Leave out every picture, then transcribe the rest of the listing exactly.

Collected data entries:
** BEGIN **

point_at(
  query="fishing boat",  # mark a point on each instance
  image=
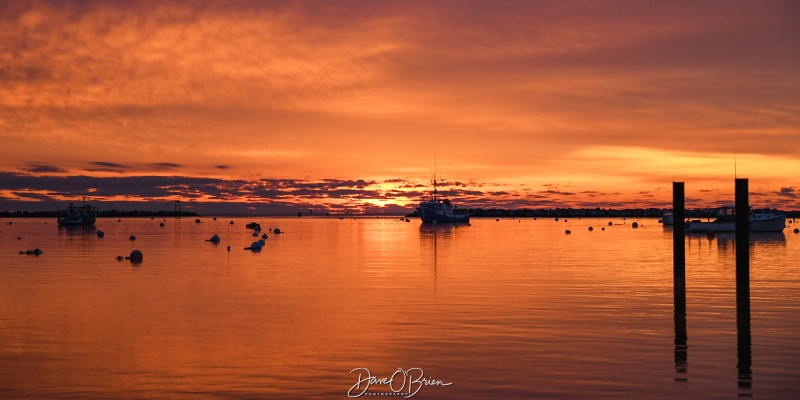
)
(668, 219)
(438, 209)
(726, 222)
(77, 215)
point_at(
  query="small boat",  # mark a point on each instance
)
(726, 222)
(437, 209)
(668, 218)
(83, 215)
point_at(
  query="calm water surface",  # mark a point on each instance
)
(500, 309)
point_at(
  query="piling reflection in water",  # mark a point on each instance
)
(679, 282)
(681, 337)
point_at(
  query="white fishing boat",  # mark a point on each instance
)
(726, 222)
(668, 218)
(437, 209)
(77, 215)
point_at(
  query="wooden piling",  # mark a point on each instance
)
(743, 336)
(679, 280)
(742, 239)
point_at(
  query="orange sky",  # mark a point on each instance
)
(346, 104)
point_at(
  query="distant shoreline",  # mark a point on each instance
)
(473, 212)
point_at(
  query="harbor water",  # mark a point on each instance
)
(508, 308)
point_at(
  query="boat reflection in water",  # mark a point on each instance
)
(83, 215)
(438, 209)
(726, 222)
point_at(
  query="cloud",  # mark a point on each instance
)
(41, 168)
(789, 192)
(514, 92)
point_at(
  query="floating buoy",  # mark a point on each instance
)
(255, 246)
(34, 252)
(136, 256)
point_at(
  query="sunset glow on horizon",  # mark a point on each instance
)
(275, 106)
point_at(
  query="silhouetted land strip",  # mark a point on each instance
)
(100, 214)
(596, 212)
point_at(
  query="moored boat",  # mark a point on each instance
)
(726, 222)
(77, 215)
(437, 209)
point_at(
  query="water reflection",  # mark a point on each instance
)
(681, 336)
(76, 230)
(743, 338)
(430, 237)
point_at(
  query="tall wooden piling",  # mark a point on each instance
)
(679, 280)
(743, 336)
(678, 235)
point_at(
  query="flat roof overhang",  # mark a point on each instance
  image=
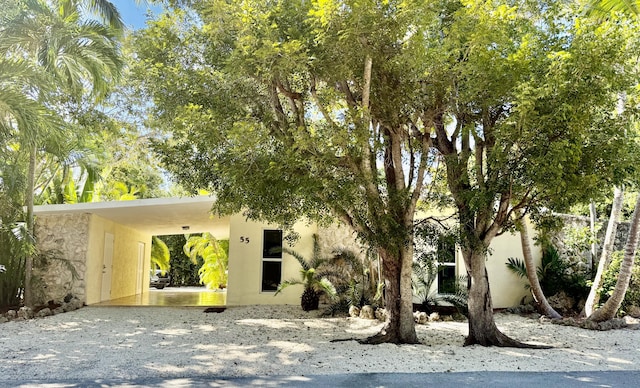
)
(157, 216)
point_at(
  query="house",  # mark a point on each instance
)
(101, 251)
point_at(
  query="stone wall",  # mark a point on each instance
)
(59, 271)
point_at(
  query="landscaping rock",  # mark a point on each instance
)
(420, 317)
(562, 303)
(25, 312)
(634, 311)
(381, 314)
(45, 312)
(367, 312)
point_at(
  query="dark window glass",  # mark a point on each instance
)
(447, 250)
(447, 280)
(271, 275)
(272, 244)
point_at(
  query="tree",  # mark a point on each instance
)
(214, 254)
(528, 135)
(312, 278)
(607, 249)
(338, 109)
(532, 272)
(74, 54)
(293, 125)
(160, 257)
(611, 306)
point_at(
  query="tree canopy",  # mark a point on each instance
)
(344, 109)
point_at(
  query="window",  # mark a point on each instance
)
(447, 278)
(271, 259)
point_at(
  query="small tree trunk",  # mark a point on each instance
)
(532, 273)
(400, 326)
(607, 248)
(482, 328)
(610, 308)
(592, 226)
(28, 291)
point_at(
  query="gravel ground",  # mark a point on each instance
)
(139, 342)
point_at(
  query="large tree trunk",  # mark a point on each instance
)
(607, 249)
(400, 326)
(482, 328)
(610, 308)
(28, 291)
(532, 273)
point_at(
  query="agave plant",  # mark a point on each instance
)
(311, 278)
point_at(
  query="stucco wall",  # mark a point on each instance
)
(63, 245)
(245, 263)
(507, 289)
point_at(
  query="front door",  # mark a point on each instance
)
(107, 267)
(140, 275)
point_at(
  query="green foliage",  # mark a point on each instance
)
(610, 277)
(14, 248)
(183, 271)
(434, 245)
(354, 279)
(312, 278)
(215, 259)
(555, 274)
(160, 257)
(423, 276)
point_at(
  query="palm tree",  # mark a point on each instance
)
(74, 54)
(607, 249)
(630, 7)
(213, 272)
(611, 306)
(531, 270)
(313, 281)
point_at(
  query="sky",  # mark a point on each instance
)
(135, 15)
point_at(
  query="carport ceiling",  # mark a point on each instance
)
(158, 216)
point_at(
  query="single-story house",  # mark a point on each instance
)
(101, 251)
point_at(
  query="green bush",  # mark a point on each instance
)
(554, 274)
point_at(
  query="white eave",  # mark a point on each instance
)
(157, 216)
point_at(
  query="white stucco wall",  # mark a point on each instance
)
(507, 289)
(245, 263)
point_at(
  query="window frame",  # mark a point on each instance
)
(270, 258)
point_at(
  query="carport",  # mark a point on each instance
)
(109, 244)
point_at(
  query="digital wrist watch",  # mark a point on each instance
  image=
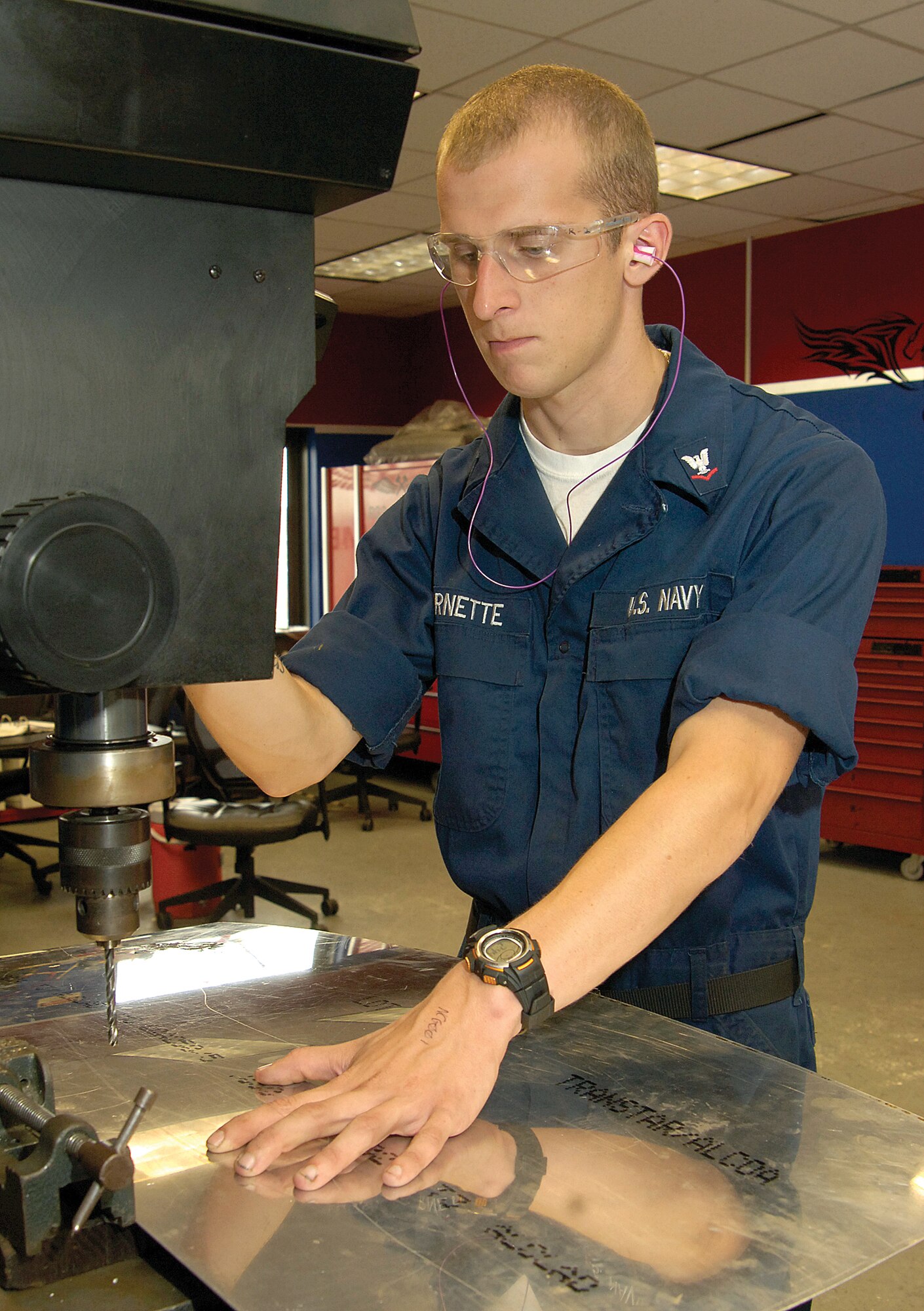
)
(512, 959)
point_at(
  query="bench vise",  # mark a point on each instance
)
(53, 1173)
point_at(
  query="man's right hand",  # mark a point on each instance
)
(281, 732)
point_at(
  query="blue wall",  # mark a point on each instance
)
(889, 424)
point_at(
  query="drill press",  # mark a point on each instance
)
(161, 175)
(103, 761)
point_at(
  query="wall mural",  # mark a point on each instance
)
(880, 348)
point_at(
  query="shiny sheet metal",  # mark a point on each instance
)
(683, 1171)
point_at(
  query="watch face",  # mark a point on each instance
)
(504, 949)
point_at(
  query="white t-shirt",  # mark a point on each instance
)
(562, 473)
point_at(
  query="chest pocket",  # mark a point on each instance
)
(478, 673)
(632, 664)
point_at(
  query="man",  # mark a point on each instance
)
(643, 693)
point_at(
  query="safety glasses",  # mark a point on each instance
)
(529, 255)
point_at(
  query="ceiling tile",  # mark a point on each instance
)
(425, 186)
(799, 197)
(545, 18)
(765, 230)
(414, 165)
(829, 70)
(704, 220)
(701, 37)
(429, 116)
(853, 212)
(635, 78)
(820, 144)
(908, 27)
(395, 210)
(691, 246)
(902, 109)
(847, 11)
(898, 171)
(335, 238)
(455, 48)
(701, 113)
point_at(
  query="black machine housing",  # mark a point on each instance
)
(161, 168)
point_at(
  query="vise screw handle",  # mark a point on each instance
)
(104, 1164)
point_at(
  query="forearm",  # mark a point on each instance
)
(682, 834)
(281, 732)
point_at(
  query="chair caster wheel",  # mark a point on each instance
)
(913, 867)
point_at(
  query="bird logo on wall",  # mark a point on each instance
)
(880, 348)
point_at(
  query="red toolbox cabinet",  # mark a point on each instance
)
(881, 802)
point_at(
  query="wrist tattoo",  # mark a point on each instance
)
(434, 1025)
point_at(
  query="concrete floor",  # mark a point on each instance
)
(864, 962)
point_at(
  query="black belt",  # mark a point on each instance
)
(732, 993)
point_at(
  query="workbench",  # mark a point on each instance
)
(657, 1166)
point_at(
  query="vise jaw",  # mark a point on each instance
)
(47, 1164)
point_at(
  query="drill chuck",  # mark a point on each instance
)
(106, 862)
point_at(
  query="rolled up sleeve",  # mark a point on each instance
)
(373, 656)
(803, 595)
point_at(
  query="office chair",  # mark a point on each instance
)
(233, 812)
(15, 783)
(362, 787)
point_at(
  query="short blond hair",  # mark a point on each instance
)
(622, 171)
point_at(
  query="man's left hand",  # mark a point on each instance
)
(425, 1078)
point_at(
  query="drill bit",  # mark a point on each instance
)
(112, 1023)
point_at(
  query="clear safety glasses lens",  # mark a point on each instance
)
(529, 255)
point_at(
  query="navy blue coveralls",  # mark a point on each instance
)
(736, 554)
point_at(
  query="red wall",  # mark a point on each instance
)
(382, 372)
(834, 276)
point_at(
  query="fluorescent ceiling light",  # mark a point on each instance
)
(686, 174)
(697, 178)
(381, 264)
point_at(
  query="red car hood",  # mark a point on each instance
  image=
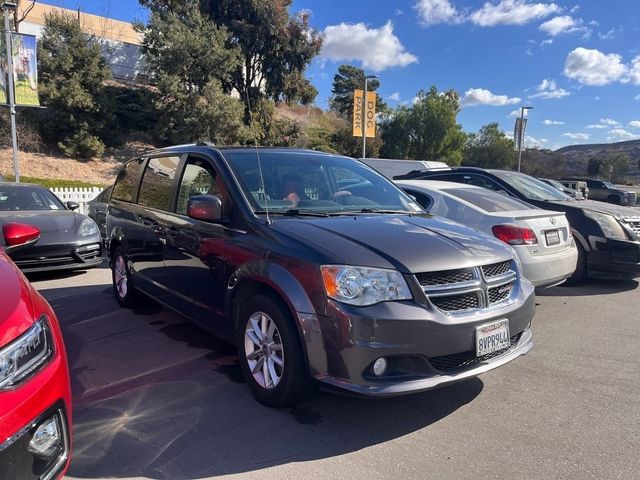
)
(16, 312)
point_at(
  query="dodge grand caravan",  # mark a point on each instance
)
(319, 269)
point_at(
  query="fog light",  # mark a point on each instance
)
(379, 367)
(47, 440)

** END **

# RESULT OF THE TASK
point_at(
  query="fishing boat",  # mark a point on each instance
  image=
)
(668, 219)
(438, 209)
(726, 222)
(77, 215)
point_at(
  query="small boat",  # mark a point on each instance
)
(726, 222)
(437, 209)
(668, 218)
(83, 215)
point_at(
  query="calm water surface",  # mark a point on each instance
)
(500, 309)
point_at(
  query="piling reflection in water",  # mark a point on each instance
)
(679, 282)
(681, 337)
point_at(
  query="white fishing boat",  # mark a point on each instance
)
(726, 222)
(668, 218)
(437, 209)
(77, 215)
point_at(
  query="wooden piling",  # mark a point on each instance
)
(743, 336)
(679, 280)
(742, 239)
point_at(
  query="orange sky",  # mark a point on each instance
)
(346, 104)
point_at(
  query="distant shoreline",  # mark a point on each instance
)
(473, 212)
point_at(
  query="harbor water",  # mark a point on each instance
)
(508, 308)
point_at(
  query="boat reflection in water",  # mark a point on each instance
)
(83, 215)
(438, 209)
(726, 222)
point_at(
  query="cloud",  # mark a point on each instance
)
(41, 168)
(789, 192)
(514, 92)
point_at(
  query="floating buoy",  # mark a point on each instance
)
(255, 246)
(34, 252)
(136, 256)
point_at(
  query="sunset glow on horizon",  # mark a point on each instance
)
(275, 106)
point_at(
  query="silhouetted land strip",  # mark a point on each instance
)
(100, 214)
(596, 212)
point_at(
  query="moored boat",  # mark a point on each instance
)
(726, 222)
(77, 215)
(437, 209)
point_at(
  query="water reflection",  # mark a point on each instance
)
(681, 336)
(76, 230)
(743, 338)
(430, 237)
point_at(
  query="tall wooden piling",  # mark a point on each instance
)
(679, 280)
(743, 336)
(678, 235)
point_at(
  query="flat roof overhang",  # mark a point on each instance
  image=
)
(157, 216)
point_at(
  query="house",  # mark a point on each instance
)
(101, 251)
point_at(
  query="stone wall",  # mark a point on each instance
)
(59, 271)
point_at(
  query="landscaping rock",  # mark a point on each instance
)
(420, 317)
(562, 303)
(25, 312)
(634, 311)
(381, 314)
(45, 312)
(367, 312)
point_at(
  query="dark window glass",  # mark a point on each instance
)
(447, 250)
(447, 280)
(271, 275)
(272, 244)
point_at(
  query="tree",  # mark a point on each instance
)
(214, 254)
(528, 135)
(312, 278)
(607, 249)
(338, 109)
(532, 272)
(74, 54)
(293, 125)
(160, 257)
(611, 306)
point_at(
  query="tree canopy",  # mark a point on each instance
)
(344, 109)
point_at(
  query="window",  # mark a point on each instance
)
(447, 278)
(271, 259)
point_at(
  query="small tree trunk",  # mark a point on each instance
)
(532, 273)
(400, 326)
(607, 248)
(482, 328)
(610, 308)
(592, 226)
(28, 291)
point_at(
  query="gravel ground",  # mark a point on each instance
)
(139, 342)
point_at(
  query="large tree trunk",  # mark a point on each instance
)
(607, 249)
(400, 326)
(482, 328)
(610, 308)
(28, 291)
(532, 273)
point_at(
  query="agave plant",  # mark a point on each instance
)
(311, 278)
point_at(
  query="stucco wall",  # mark a point on each instance
)
(63, 245)
(245, 263)
(507, 289)
point_at(
  query="front door",  # mark a point on each instance
)
(107, 267)
(140, 275)
point_at(
  query="green foliage",  # mark a point on each instance
)
(610, 277)
(14, 248)
(183, 271)
(434, 245)
(354, 279)
(312, 278)
(215, 259)
(555, 274)
(160, 257)
(423, 276)
point_at(
  query="palm tree",  # mark a point on each instance
)
(74, 54)
(607, 249)
(630, 7)
(213, 272)
(611, 306)
(531, 270)
(313, 281)
point_at(
  query="sky",  # mark a point on each instance
)
(135, 15)
point_at(
  query="carport ceiling",  # mark a point on each instance
)
(158, 216)
point_at(
  query="single-story house",  # mark a point on each instance
)
(101, 251)
point_at(
  query="green bush",  # mark a point on each instance
)
(554, 274)
point_at(
  query="white eave",  # mark a point on each instance
)
(157, 216)
point_at(
  query="white stucco wall",  # mark a point on each instance
)
(507, 289)
(245, 263)
point_at(
  query="window frame",  # mark a point on each instance
)
(270, 258)
point_at(
  query="carport",  # mark a point on each instance
)
(109, 244)
point_at(
  query="digital wrist watch",  # mark a point on each instance
  image=
)
(512, 959)
point_at(
  query="bench vise",  # mark a point on each instance
)
(53, 1173)
point_at(
  query="man's right hand",  # mark a point on each instance
)
(281, 732)
point_at(
  query="blue wall",  # mark a point on each instance
)
(889, 424)
point_at(
  query="drill press",  # mark a point on each instance
)
(161, 175)
(103, 761)
point_at(
  query="wall mural",  # mark a point on each instance
)
(880, 348)
point_at(
  query="shiny sheet metal",  # mark a point on each instance
)
(683, 1171)
point_at(
  query="watch face",  # mark a point on each instance
)
(504, 949)
point_at(
  query="white t-shirt",  # mark a point on each instance
)
(562, 473)
point_at(
  query="chest pocket",  # mark a point on each instance
)
(478, 673)
(632, 664)
point_at(
  query="man",  # mark a point on each instance
)
(643, 693)
point_at(
  query="safety glasses",  # mark a point on each instance
)
(529, 255)
point_at(
  query="ceiling tile",  # mark a point on each instance
)
(425, 186)
(799, 197)
(545, 18)
(765, 230)
(414, 165)
(829, 70)
(704, 220)
(701, 37)
(429, 116)
(853, 212)
(635, 78)
(820, 144)
(908, 27)
(395, 210)
(691, 246)
(902, 109)
(847, 11)
(898, 171)
(335, 238)
(455, 48)
(701, 113)
point_at(
  query="black machine housing",  # mark a point on each instance
)
(161, 168)
point_at(
  query="vise screw handle",  # mark a point on each instance
)
(104, 1164)
point_at(
  query="forearm",  # mark a point on each instance
)
(682, 834)
(281, 732)
point_at(
  query="chair caster wheel",  # mark a point on each instance
)
(913, 867)
point_at(
  query="bird logo on wall",  # mark a point on each instance
)
(880, 348)
point_at(
  query="red toolbox cabinet",  # mark a point on each instance
)
(881, 802)
point_at(
  query="wrist tattoo",  # mark a point on each instance
)
(434, 1025)
point_at(
  query="concrete floor",  # mark a point on each instance
)
(864, 962)
point_at(
  query="black belt",  # mark a point on each instance
)
(732, 993)
point_at(
  query="workbench",  # mark a point on each instance
)
(657, 1166)
point_at(
  query="vise jaw",  # mark a point on each instance
)
(47, 1164)
point_at(
  query="drill chuck",  # mark a point on each instance
)
(106, 862)
point_at(
  query="rolled up sleeve",  # mark a point on each instance
)
(373, 656)
(803, 595)
point_at(
  query="office chair",  # mark a point on each instance
)
(233, 812)
(15, 783)
(362, 787)
point_at(
  query="short blond hair",  # mark a point on each instance
)
(622, 171)
point_at(
  query="man's left hand",  # mark a point on each instance
)
(425, 1078)
point_at(
  query="drill bit",  # mark a point on each instance
)
(112, 1023)
point_at(
  query="clear safety glasses lens",  # mark a point on each instance
)
(529, 255)
point_at(
  query="navy blue coveralls",  # mark a point on each instance
)
(736, 554)
point_at(
  query="red wall",  # mark a point on each instance
)
(382, 372)
(834, 276)
point_at(
  query="fluorescent ceiling light",  # mark a point on each instance
)
(686, 174)
(697, 178)
(381, 264)
point_at(
  query="red car hood",  # mark a point on each instance
  image=
)
(16, 312)
point_at(
  query="dodge grand caravan",  # mark a point on each instance
)
(319, 269)
point_at(
  query="fog light",  # mark a point on each instance
)
(379, 367)
(47, 440)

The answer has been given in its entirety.